** START Entries **
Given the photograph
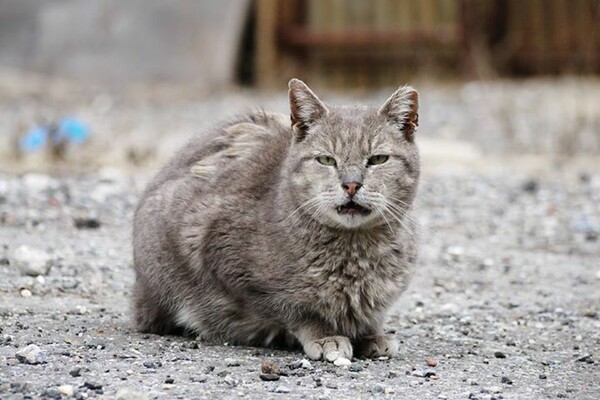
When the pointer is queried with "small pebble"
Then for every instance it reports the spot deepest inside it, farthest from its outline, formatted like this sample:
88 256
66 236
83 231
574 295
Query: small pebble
130 394
356 367
87 223
342 362
282 389
269 377
431 362
31 354
66 390
199 378
506 380
269 367
92 385
231 362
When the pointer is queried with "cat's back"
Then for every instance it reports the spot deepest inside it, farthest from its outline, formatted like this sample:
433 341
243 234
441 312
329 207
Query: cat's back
236 143
237 157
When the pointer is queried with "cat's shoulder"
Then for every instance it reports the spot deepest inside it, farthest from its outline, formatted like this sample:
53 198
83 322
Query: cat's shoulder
242 139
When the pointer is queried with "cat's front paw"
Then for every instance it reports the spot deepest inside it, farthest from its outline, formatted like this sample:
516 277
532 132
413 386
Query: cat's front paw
376 346
329 348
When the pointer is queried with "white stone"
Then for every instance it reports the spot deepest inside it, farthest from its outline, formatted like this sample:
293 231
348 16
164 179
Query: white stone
129 394
31 354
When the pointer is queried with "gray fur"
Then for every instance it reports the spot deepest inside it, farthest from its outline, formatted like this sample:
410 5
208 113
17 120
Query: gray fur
239 238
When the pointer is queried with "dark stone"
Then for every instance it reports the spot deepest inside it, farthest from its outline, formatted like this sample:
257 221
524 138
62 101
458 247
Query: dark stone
530 186
208 369
87 223
52 393
92 385
152 364
269 377
506 380
356 367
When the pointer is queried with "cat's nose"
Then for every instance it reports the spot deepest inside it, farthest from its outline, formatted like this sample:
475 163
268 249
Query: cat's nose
351 187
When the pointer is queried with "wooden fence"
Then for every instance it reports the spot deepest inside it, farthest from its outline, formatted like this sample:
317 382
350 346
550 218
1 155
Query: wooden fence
350 43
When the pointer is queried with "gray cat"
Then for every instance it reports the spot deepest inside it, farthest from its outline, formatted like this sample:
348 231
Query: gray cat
263 232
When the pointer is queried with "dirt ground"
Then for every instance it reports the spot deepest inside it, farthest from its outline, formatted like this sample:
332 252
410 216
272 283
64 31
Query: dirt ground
505 303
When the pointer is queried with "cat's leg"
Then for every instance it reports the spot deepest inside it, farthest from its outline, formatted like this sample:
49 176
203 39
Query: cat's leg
317 345
149 315
376 345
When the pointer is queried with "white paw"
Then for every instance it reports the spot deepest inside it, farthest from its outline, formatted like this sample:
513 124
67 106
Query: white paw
329 348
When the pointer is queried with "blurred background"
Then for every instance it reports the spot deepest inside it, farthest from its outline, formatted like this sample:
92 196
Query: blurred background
94 84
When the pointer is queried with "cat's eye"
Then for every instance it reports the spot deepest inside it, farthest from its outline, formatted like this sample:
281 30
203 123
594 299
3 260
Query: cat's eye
326 160
377 159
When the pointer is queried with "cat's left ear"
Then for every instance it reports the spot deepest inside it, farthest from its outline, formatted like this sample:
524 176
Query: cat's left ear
402 108
305 108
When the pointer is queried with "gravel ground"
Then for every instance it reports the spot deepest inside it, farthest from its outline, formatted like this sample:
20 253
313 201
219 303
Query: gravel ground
505 303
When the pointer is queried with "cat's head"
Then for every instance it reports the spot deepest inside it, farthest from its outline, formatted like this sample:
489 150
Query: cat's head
353 167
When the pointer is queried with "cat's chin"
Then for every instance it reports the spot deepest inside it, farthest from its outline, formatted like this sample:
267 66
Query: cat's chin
350 216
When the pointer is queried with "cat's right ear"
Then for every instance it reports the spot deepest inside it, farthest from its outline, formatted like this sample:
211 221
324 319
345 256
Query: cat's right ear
305 108
402 109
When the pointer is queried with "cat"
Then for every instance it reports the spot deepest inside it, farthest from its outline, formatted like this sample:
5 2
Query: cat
264 232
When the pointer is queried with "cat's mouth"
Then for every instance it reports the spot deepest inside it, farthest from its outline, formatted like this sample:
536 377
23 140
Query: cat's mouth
352 208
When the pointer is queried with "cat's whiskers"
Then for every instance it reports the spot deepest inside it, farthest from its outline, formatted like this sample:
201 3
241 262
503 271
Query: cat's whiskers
310 203
406 215
402 215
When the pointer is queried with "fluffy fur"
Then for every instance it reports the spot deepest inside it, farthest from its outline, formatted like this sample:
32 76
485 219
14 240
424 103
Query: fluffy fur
264 231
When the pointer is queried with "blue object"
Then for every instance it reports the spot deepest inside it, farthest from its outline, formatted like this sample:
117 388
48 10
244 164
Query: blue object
35 139
72 130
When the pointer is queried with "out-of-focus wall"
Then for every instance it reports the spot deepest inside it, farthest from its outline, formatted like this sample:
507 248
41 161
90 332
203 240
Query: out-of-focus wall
193 41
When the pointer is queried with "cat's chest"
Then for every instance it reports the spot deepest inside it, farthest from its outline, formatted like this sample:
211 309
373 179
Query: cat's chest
355 286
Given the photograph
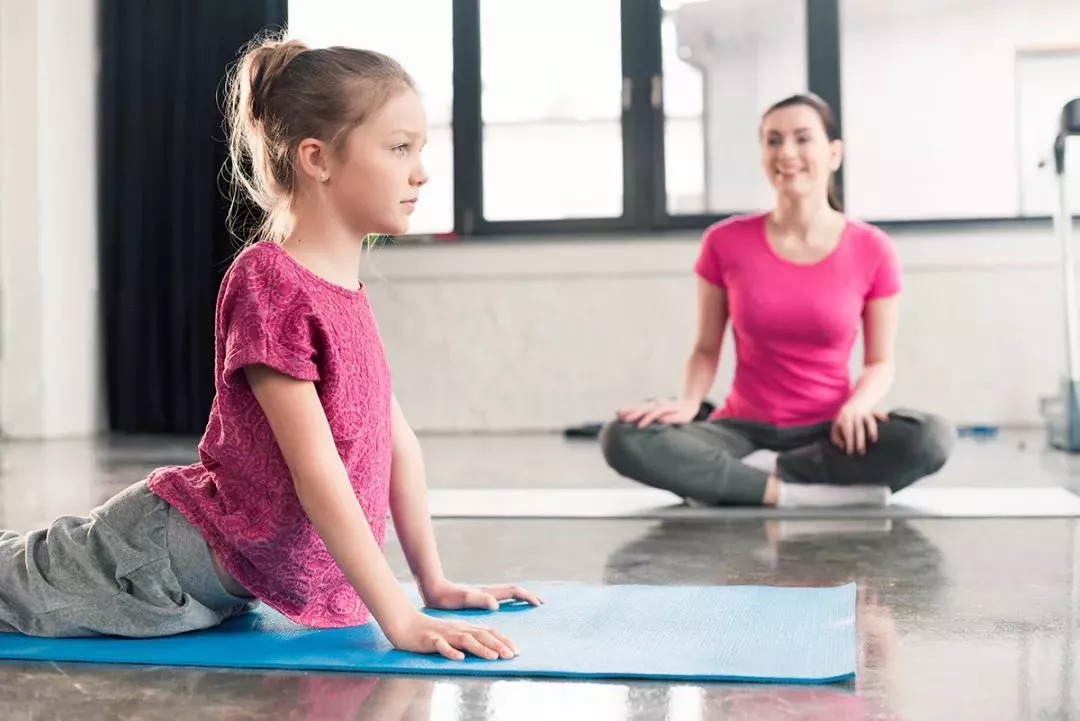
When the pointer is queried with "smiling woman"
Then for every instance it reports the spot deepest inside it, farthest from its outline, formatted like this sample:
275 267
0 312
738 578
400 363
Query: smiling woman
795 283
** END Entries **
» **Your task**: Repeat the listing above exactly, with no pictures.

» **Answer below**:
Given the photograph
When the pointer is queried with "small pebble"
Then for every instance it reports the spot deepest inside it, farthest from its outline, formatted like this sample:
88 256
66 236
83 231
574 295
Query: small pebble
130 394
356 367
87 223
342 362
282 389
269 377
431 362
31 354
66 390
199 378
506 380
269 367
92 385
231 362
When the pointer is queried with "cat's back"
Then for every instance it reports the spot deepest inside it, farthest from its outline, formatted like this sample:
433 341
243 234
441 312
329 207
Query: cat's back
236 143
237 157
When the pointer is queried with "cat's shoulder"
Then for every instance it reports the spot deepest inside it, farthest from its outline, formatted like this sample:
53 198
83 322
Query: cat's shoulder
242 139
When the pointer is queried with "cat's front paw"
Then for every instance it reports the spot deepest inside it, farthest from its outline, formatted like this sample:
516 277
532 132
413 386
Query: cat's front paw
376 346
329 348
When the pointer is queried with "white stone"
Then for every instance it reports the spot deepest inside it, farthest from its outline, formatted like this sample:
293 231
348 16
164 179
Query: white stone
129 394
31 354
When the pointer is queried with "gray fur"
Then for every instance it reports the spot deepest inside it, farthest from its outline, formatted like this sample:
410 5
208 113
17 120
Query: gray fur
239 238
When the pointer is queried with "dark stone"
Then for every instance it reports the spot deepest inside it, farthest from its outline, formatted like this sample:
257 221
524 138
62 101
458 247
Query: dark stone
530 186
208 369
87 223
52 393
92 385
152 364
269 377
506 380
356 367
When the pointer is queried with "cat's nose"
Then for every instance it reports the spot deepest inside it, farthest from its outline, formatted like this sample:
475 163
268 249
Query: cat's nose
351 187
When the pointer is queried with "wooden fence"
Then for every instance it reports the spot deepest inside it, farthest from its outline, formatted like this sample:
317 382
350 346
550 218
1 155
Query: wooden fence
350 43
When the pointer is queried with "gray cat"
Then for every instance it reports the spot deepest inside it, farthest from its outline, formatted like this sample:
348 231
Query: gray cat
263 232
When the pointer is queried with "dirt ground"
Then for every instance it reports the spot deepest inside it, farthest from its outline, formatted like this sample:
332 252
410 216
272 283
64 31
Query: dirt ground
505 303
When the pointer is queried with "cat's leg"
Then for every instance it reports the spot deepest inside it, farthest from its outline, formatted like this sample:
49 176
203 39
Query: cat's leg
317 345
149 315
376 345
When the pointer is queried with "white paw"
Then for every instance it reports the spot deepest inside it, farthest from its outline, formatted like this sample:
513 124
67 106
Query: white paw
329 348
When the pointer is queried with "blurred background"
Then for every instance it reports the spot deepest inside it, farthest from its outline, formatted like this sample:
92 196
Query: blurred background
94 84
When the pointer is queried with "cat's eye"
Then for every instance it reports the spot deepest inside it, farthest from its outline, formatted like this sample:
281 30
203 123
594 299
3 260
Query: cat's eye
326 160
377 159
When the pointer is queried with "cat's left ear"
Then for every instance it reports the spot deepest inside it, farthest from its outline, formatted like this sample:
524 176
Query: cat's left ear
402 108
305 108
When the pointer is queried with "gravel ground"
Then for every instance it reports the spot deepest inside it, farthest from its outline, formatted like this sample:
20 253
313 201
219 303
Query: gravel ground
505 303
When the pointer is queried with "cat's head"
Then for every instance it reports the spot deepest inside it, farthest from its outline, formatted like this sample:
489 150
Query: cat's head
353 167
When the pointer is queried with "cat's chin"
Then for every instance it reports the spot deepest inside it, farthest from its outline, formatted like this sample:
267 66
Query: cat's chin
350 216
When the pointer is queried with "cat's right ear"
Then for every instance it reports the spot deepest inside it, farthest from its outline, formatted like this sample:
211 221
324 319
345 256
Query: cat's right ear
305 108
402 109
When the pointer is queried with "cat"
Then for every instance it reports the spot deepest inside it, farthest from its outline, formatted like this sample:
5 2
Query: cat
264 232
When the pointer is queried with "cat's mouth"
Then for every instance it reports the spot deepest inside it, farthest from its outline, formatted like this sample:
536 377
23 140
Query: cat's mouth
352 208
When the pointer is queried with "cat's whiskers"
Then for every instance it reports the spot deepest inside it, farthest from its outline, formatted like this sample:
201 3
241 262
503 271
Query: cat's whiskers
310 203
406 215
402 215
When the pointer is queried with "fluffy fur"
Then for every instance it reports the spot deepest inside it, farthest from its outline, formatted like this sample:
32 76
485 219
14 240
424 103
Query: fluffy fur
264 231
When the pointer is queried with "blue object"
Then for every instance it reports the spot deepest inside it, farthest from its outline, formatted like this sample:
117 388
48 10
244 164
Query: blue object
35 139
72 130
When the pointer is queried with "out-of-focus wall"
Then for every instance it reports the spot deepest inside it, farthest from its outline, formatted like this sample:
507 248
41 161
90 332
203 240
Query: out-of-focus wall
193 41
When the pointer is queried with "cat's chest"
Then for every instance it reports the spot deepest inside it, farthest from its outline, formatted like this sample:
211 309
373 179
Query: cat's chest
355 286
Given the photograph
When the pointer is queried with "smiling woman"
Then for every instance it reports the spot deepest inside it, farthest from its outline, formatted like this sample:
275 267
0 312
738 578
400 363
Query: smiling woman
795 283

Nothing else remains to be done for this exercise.